> [What to do]:
• A. Answer these questions from the Fort Hills text:
(i) How many barrels per day is the project expected to produce?
(ii) What internal rate of return did Suncor's internal analysis find?
(iii) What figure did Suncor assume for royalties?
• B. From the Fort Hills text, list every assumption Suncor gave behind its rate-of-return figure, with the value for each.

> [Provided passage]:
This morning, Suncor held an investor conference call to discuss the decision announced late last night that it would proceed with the development of the Fort Hills mine – a joint venture with Total and Teck. Everything associate with this project is huge – it’s expected to produce 180,000 barrels per day and to cost 15 billion dollars up-front to build. This morning, CFO Bart Demosky laid out Suncor’s financial analysis for the project, and stipulated that their internal analysis found an internal rate of return of 13% – respectable for an oil sands mine.
Here are the basic assumptions Suncor stipulated behind that figure (costs are per bitumen barrel):
- Oil prices of $100/bbl (Brent) and $95/bbl (WTI)
- Bitumen prices at 60% of WTI
- Operating expenditures of $20-24/bbl, in today’s dollars
- Sustaining capital expenditures of $3/bbl
- Up-front capital costs of $84,000 per flowing bitumen barrel, or $15.1 billion including cost escalation and contingency
- Invested 650 million total to-date, not included in IRR calculations
- Canadian dollars at 96 cents US
- Royalties of $11.50/bbl
I took these numbers, dropped them into my oil sands model, with the following assumptions:
- Oil prices of $100/bbl (Brent) and $95/bbl (WTI), AECO-C gas at $3.50/GJ, all increasing at the rate of inflation.

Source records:

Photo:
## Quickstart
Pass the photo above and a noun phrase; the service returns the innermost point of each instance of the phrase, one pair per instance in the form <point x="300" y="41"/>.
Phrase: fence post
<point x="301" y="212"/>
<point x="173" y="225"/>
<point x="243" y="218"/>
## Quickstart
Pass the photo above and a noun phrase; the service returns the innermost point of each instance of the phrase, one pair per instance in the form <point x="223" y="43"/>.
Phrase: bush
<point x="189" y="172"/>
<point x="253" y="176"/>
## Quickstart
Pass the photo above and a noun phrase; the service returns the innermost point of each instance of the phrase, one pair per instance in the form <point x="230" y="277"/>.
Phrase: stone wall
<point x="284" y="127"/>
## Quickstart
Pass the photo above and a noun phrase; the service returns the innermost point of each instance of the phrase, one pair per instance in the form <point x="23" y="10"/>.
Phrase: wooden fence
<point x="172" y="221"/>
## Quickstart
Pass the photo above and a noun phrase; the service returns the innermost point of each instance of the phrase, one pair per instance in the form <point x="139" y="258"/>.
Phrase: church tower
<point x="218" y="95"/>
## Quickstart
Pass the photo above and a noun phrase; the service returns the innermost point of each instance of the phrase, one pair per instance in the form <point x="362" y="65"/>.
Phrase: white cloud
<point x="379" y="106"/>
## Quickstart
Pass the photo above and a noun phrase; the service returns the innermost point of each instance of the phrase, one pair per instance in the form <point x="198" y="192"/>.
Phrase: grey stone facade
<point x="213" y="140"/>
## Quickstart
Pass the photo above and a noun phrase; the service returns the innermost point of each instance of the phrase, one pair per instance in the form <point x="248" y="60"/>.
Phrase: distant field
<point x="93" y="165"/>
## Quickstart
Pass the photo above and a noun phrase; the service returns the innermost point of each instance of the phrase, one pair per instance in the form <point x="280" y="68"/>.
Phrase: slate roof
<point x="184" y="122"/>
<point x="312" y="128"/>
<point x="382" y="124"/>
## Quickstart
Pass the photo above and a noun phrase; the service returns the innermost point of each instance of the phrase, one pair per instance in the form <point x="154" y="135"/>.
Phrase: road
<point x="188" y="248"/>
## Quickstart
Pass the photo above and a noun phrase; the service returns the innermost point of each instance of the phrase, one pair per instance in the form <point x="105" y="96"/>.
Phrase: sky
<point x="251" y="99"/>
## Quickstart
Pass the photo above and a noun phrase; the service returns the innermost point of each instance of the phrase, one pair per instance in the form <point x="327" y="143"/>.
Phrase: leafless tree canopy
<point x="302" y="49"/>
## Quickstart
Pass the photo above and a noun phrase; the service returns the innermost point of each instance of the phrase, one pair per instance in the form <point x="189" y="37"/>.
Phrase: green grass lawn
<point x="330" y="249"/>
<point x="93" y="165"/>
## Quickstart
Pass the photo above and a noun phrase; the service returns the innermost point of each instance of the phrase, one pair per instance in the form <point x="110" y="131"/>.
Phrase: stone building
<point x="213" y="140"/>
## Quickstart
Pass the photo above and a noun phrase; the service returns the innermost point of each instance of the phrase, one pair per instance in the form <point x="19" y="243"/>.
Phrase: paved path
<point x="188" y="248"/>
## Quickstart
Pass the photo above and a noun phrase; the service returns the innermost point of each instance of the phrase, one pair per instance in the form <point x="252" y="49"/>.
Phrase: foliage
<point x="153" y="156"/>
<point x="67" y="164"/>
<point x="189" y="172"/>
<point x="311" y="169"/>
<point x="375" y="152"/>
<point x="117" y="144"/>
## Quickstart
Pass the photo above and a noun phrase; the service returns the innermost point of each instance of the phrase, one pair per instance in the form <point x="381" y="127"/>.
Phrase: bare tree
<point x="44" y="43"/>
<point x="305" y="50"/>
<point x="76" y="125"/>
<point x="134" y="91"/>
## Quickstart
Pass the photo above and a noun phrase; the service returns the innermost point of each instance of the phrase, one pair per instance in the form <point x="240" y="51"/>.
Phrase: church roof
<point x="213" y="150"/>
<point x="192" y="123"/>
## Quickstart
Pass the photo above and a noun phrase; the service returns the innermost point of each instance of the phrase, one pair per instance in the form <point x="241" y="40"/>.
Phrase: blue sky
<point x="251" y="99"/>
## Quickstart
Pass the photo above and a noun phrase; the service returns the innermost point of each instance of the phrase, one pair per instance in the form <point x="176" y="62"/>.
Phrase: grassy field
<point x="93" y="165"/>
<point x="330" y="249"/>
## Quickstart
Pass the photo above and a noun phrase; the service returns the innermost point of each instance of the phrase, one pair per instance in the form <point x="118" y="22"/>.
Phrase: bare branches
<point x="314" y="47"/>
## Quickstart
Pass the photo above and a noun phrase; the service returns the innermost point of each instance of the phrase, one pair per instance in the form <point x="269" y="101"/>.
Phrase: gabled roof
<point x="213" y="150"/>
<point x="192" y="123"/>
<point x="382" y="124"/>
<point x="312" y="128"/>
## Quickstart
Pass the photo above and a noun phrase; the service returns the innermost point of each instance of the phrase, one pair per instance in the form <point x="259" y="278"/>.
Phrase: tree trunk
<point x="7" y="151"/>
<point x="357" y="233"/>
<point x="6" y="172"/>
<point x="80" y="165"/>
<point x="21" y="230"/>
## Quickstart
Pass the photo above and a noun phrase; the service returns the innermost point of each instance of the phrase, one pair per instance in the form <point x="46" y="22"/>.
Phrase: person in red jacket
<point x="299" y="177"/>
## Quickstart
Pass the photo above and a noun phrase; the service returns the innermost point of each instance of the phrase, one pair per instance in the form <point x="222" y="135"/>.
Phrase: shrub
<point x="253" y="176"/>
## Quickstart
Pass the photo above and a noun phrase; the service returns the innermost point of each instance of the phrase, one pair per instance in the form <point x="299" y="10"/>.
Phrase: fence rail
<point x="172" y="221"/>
==
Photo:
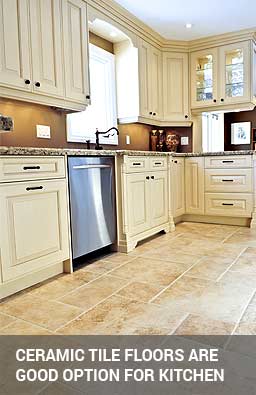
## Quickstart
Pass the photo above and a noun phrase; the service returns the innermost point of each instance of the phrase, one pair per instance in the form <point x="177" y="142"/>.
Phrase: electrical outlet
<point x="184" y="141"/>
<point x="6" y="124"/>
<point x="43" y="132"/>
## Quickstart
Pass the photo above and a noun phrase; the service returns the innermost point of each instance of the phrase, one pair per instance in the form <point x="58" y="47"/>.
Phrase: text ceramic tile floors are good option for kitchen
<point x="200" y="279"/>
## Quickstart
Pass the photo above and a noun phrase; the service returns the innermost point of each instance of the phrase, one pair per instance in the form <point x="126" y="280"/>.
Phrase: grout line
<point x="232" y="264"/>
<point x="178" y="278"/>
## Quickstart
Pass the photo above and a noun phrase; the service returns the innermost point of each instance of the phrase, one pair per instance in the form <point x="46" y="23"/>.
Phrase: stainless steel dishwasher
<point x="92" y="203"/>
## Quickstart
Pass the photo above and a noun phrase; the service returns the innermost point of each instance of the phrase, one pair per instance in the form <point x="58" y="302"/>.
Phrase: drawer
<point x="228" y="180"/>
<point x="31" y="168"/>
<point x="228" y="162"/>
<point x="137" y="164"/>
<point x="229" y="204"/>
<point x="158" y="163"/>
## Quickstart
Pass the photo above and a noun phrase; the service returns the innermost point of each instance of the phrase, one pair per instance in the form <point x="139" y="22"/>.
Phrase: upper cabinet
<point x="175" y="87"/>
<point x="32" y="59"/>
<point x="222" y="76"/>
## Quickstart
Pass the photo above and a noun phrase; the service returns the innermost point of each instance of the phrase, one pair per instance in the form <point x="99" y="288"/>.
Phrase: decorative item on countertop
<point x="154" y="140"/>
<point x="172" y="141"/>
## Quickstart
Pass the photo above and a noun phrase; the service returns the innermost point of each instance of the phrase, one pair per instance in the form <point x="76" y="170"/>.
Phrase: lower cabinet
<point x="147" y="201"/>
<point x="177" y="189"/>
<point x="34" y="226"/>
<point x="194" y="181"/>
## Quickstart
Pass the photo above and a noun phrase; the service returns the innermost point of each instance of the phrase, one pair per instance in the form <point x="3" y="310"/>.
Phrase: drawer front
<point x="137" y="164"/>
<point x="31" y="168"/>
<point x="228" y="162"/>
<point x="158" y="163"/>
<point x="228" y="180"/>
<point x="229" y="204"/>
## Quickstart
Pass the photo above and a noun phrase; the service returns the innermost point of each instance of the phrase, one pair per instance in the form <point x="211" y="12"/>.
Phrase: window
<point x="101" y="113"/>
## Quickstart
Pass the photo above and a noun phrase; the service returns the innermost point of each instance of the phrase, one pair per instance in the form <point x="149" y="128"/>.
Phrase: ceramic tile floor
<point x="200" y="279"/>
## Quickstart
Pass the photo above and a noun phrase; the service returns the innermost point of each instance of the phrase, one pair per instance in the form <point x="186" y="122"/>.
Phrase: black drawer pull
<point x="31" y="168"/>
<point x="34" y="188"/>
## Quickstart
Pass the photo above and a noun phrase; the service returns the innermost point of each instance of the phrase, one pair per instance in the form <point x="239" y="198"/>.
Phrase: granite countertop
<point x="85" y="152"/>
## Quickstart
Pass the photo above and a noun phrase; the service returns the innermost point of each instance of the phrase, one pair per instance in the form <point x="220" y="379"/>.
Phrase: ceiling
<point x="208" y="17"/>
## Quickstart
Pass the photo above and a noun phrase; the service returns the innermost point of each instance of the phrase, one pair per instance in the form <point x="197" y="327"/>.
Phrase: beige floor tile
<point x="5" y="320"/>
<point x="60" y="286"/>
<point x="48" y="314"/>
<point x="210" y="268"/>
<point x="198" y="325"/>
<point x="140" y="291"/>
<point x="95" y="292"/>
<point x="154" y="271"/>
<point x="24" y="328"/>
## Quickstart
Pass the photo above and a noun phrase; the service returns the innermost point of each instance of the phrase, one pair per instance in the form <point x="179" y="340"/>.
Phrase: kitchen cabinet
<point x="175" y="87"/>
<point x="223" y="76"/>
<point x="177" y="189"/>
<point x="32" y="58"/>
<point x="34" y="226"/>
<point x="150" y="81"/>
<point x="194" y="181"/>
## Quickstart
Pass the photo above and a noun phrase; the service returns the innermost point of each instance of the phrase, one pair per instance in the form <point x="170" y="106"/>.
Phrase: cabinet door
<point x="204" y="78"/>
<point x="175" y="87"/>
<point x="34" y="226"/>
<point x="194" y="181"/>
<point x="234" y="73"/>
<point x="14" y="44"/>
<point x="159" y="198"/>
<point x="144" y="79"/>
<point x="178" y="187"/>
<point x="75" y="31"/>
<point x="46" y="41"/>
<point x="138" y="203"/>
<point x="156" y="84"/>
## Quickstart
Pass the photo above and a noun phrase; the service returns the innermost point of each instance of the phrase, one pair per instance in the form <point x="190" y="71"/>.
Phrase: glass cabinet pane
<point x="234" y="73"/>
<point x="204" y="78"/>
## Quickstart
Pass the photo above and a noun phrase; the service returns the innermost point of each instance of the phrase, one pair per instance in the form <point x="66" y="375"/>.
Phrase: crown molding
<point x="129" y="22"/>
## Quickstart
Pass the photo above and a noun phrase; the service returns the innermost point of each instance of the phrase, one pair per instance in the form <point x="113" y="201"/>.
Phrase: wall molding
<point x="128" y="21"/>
...
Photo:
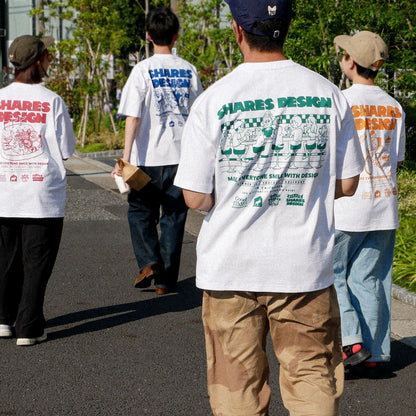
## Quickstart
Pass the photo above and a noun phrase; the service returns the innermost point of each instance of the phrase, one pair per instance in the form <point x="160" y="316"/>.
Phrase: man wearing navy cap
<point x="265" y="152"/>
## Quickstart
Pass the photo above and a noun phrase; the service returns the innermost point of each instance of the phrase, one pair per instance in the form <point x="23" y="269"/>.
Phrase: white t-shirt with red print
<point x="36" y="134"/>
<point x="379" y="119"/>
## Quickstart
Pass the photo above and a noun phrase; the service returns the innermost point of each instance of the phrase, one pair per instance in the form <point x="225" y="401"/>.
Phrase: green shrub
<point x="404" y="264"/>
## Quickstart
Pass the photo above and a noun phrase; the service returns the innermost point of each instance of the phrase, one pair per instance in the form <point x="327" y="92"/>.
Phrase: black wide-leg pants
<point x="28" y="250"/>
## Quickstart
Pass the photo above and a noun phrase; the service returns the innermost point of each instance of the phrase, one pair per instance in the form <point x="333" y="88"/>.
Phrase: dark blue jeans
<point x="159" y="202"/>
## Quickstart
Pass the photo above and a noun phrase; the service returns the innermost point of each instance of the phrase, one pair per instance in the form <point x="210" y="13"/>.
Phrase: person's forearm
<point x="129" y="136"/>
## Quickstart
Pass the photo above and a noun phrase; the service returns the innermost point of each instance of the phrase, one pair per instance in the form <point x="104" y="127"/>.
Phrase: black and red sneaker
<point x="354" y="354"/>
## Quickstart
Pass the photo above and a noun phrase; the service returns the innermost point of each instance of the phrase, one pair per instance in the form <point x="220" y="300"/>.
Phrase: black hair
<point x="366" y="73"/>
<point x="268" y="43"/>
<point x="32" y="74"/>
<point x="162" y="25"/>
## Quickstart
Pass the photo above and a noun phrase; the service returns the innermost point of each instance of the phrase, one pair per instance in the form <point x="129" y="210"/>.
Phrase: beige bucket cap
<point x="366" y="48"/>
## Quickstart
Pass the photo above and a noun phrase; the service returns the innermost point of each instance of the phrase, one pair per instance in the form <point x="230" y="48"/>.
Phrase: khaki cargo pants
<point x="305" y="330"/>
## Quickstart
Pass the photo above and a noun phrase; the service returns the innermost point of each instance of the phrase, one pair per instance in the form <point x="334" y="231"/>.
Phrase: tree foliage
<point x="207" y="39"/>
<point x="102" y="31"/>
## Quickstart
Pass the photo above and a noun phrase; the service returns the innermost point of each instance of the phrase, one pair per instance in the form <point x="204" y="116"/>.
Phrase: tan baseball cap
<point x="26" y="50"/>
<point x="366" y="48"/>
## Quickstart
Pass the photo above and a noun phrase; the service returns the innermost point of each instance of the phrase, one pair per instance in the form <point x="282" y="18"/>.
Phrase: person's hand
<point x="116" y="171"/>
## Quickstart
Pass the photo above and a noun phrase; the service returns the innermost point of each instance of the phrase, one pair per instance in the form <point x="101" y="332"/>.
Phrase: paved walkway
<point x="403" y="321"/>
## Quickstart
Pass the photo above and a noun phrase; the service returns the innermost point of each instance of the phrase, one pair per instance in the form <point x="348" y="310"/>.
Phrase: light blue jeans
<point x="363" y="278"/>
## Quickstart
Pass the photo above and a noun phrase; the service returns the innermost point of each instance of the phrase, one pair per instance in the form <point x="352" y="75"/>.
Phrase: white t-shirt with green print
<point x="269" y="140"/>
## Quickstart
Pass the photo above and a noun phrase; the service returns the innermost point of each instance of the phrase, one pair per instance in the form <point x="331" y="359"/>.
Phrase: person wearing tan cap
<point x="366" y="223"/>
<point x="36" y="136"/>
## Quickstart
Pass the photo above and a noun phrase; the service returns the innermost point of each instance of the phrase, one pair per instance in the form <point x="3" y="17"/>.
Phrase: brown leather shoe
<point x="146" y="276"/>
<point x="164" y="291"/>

> [Solutions below]:
• A.
(i) 180,000 barrels per day
(ii) 13%
(iii) $11.50 per barrel

• B.
- Oil prices: $100/bbl (Brent) and $95/bbl (WTI)
- Bitumen prices: 60% of WTI
- Operating expenditures: $20-24/bbl, in today's dollars
- Sustaining capital expenditures: $3/bbl
- Up-front capital costs: $84,000 per flowing bitumen barrel, or $15.1 billion including cost escalation and contingency
- Total invested to date: 650 million, not included in the IRR calculations
- Canadian dollar: 96 cents US
- Royalties: $11.50/bbl